A run of records
· · · · ·

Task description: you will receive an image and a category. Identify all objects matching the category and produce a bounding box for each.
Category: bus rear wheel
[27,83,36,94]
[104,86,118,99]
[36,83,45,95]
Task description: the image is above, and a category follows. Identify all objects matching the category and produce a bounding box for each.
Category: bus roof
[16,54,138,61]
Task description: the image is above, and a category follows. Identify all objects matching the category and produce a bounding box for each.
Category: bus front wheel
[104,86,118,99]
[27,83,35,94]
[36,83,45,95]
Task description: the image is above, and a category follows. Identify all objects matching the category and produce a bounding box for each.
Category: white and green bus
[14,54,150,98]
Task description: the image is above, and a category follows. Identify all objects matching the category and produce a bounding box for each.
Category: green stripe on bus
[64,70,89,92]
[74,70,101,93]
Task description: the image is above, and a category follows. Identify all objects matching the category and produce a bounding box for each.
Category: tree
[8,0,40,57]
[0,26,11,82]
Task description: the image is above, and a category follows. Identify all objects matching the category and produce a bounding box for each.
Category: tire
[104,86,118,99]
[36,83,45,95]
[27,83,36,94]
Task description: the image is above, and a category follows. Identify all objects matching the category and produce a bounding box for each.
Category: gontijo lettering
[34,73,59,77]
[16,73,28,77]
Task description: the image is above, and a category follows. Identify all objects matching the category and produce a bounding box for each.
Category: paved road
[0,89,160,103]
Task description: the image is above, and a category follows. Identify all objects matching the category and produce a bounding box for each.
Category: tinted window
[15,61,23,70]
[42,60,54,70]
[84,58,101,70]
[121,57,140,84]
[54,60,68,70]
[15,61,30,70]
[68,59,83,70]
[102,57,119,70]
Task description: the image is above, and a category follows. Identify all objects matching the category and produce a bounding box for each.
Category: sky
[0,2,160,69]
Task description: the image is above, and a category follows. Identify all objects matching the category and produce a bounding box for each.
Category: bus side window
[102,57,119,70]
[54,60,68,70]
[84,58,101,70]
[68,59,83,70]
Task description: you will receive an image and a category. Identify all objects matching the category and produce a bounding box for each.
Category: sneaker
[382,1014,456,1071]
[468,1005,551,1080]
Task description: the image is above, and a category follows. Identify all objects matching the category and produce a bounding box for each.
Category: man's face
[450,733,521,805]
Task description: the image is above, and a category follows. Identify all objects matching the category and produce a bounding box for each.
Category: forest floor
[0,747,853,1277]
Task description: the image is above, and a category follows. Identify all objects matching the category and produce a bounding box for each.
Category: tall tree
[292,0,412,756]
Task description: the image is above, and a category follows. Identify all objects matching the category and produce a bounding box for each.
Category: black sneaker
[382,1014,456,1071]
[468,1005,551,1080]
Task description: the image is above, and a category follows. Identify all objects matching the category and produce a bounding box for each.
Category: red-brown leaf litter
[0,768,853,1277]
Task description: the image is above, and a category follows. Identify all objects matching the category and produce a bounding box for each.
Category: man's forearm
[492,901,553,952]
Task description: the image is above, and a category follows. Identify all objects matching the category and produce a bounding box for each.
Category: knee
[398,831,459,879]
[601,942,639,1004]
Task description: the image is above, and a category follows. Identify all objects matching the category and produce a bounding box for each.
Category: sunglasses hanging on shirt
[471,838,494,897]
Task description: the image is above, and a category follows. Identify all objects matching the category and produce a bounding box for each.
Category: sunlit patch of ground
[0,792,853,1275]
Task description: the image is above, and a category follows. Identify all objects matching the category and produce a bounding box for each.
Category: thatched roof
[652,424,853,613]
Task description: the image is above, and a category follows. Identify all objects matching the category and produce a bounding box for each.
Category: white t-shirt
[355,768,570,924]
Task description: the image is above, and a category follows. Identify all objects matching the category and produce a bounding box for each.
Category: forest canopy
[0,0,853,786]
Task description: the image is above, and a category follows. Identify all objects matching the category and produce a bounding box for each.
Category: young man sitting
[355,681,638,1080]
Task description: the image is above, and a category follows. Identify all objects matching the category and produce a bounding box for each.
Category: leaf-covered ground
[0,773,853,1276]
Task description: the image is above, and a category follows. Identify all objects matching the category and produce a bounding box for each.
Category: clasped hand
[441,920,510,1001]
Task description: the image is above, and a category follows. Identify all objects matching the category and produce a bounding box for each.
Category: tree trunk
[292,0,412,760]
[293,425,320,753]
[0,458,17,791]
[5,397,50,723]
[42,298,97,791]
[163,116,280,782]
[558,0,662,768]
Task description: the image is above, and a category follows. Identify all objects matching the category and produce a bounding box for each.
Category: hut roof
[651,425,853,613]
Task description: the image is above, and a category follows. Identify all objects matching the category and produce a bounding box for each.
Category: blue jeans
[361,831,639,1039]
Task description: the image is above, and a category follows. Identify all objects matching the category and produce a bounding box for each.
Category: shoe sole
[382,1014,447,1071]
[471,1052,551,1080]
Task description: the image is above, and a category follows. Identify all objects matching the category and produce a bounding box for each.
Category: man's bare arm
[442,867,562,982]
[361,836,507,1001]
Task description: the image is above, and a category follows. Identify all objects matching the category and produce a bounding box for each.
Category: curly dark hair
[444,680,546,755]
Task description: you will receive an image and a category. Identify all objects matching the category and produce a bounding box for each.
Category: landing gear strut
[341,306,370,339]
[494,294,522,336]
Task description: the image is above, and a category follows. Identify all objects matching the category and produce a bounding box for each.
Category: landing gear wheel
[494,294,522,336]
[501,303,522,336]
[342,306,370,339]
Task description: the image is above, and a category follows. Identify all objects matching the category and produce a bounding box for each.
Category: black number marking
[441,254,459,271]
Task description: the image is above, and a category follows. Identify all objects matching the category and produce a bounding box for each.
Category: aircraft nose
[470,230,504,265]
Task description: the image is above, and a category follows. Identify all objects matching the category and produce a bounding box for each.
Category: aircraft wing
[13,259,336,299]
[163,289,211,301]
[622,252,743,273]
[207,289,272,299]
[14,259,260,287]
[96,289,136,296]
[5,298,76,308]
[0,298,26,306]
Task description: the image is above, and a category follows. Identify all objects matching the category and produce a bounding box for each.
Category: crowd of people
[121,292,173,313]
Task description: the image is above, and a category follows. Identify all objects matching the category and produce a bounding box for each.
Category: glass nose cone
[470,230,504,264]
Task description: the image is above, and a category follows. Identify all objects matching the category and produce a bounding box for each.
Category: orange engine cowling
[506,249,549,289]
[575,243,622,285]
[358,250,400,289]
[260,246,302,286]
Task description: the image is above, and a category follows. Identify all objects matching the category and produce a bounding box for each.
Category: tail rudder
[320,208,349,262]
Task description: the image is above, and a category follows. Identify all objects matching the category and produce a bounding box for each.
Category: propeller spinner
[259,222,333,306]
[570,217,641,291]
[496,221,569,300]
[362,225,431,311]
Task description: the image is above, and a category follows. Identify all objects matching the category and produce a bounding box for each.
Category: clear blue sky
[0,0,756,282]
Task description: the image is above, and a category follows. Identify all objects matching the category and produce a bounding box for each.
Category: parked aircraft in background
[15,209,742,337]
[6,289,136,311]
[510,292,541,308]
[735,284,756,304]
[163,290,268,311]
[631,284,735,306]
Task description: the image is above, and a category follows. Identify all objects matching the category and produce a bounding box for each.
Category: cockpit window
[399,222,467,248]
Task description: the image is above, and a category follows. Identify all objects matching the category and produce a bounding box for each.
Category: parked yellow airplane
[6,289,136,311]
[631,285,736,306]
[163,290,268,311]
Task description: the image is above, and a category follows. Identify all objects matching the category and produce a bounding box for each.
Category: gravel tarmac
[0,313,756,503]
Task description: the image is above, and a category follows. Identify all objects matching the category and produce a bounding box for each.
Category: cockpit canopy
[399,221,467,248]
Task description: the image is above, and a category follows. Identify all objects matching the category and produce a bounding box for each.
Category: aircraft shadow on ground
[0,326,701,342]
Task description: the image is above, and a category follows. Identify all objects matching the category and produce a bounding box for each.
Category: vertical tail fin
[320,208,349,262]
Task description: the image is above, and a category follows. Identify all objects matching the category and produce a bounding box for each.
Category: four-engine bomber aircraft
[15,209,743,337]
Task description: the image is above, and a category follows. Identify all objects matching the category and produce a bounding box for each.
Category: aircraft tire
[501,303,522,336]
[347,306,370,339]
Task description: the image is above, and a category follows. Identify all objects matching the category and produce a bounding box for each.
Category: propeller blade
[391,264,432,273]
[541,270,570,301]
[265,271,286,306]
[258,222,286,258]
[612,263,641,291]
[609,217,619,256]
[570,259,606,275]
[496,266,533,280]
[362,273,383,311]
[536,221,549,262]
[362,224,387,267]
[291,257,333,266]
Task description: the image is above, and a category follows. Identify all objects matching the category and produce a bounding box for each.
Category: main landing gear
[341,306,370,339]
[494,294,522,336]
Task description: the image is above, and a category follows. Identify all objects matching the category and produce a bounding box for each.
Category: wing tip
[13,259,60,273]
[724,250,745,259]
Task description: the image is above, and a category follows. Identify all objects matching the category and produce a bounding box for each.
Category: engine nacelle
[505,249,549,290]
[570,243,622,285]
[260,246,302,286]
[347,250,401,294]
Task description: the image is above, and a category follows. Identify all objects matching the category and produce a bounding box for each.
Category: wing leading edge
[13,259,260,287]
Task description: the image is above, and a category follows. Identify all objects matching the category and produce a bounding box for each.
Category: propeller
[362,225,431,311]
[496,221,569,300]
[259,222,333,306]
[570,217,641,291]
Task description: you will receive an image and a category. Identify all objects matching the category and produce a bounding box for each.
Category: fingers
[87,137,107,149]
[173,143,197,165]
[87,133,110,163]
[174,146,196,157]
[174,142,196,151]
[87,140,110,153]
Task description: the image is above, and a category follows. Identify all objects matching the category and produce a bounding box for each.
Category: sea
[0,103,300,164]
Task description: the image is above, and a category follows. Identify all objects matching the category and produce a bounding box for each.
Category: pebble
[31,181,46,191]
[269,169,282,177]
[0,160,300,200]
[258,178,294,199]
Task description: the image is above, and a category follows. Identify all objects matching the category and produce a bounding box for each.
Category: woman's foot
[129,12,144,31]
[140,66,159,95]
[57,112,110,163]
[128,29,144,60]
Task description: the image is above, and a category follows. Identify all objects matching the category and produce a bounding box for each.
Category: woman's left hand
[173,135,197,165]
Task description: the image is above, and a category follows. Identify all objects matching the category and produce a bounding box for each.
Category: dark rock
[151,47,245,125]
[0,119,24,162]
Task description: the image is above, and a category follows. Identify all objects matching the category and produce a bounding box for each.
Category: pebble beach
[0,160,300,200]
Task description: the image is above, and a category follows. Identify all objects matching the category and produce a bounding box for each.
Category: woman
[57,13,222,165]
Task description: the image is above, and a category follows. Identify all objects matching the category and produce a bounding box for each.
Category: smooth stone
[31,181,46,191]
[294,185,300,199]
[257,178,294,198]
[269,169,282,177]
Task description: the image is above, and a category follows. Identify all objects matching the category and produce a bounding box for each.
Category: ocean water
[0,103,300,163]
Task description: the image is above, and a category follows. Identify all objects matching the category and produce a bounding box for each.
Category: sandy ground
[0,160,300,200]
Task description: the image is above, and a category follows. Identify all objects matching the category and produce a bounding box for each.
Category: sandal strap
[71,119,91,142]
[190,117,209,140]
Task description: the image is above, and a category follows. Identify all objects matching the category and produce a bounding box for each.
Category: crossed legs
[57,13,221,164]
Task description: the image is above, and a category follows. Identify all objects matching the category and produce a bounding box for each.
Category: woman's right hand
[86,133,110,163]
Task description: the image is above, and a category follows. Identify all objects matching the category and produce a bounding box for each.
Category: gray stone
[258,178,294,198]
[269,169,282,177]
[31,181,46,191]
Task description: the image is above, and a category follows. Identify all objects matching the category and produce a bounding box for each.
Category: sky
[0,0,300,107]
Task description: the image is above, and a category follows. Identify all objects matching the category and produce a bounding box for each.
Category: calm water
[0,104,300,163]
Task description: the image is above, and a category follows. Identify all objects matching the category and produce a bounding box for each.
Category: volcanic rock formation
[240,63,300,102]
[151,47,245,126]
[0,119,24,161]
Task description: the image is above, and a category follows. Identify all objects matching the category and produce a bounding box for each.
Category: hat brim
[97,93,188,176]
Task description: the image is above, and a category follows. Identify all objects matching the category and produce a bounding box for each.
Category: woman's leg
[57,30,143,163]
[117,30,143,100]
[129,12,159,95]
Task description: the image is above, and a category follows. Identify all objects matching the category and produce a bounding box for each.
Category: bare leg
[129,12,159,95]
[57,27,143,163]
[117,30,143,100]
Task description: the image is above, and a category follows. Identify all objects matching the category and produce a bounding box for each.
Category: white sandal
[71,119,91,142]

· · · · ·

GIVEN INSTRUCTION
Pick out each line above that contains the word "nose" and copy it. Case counts.

TASK RESPONSE
Category: aircraft nose
Category: glass nose cone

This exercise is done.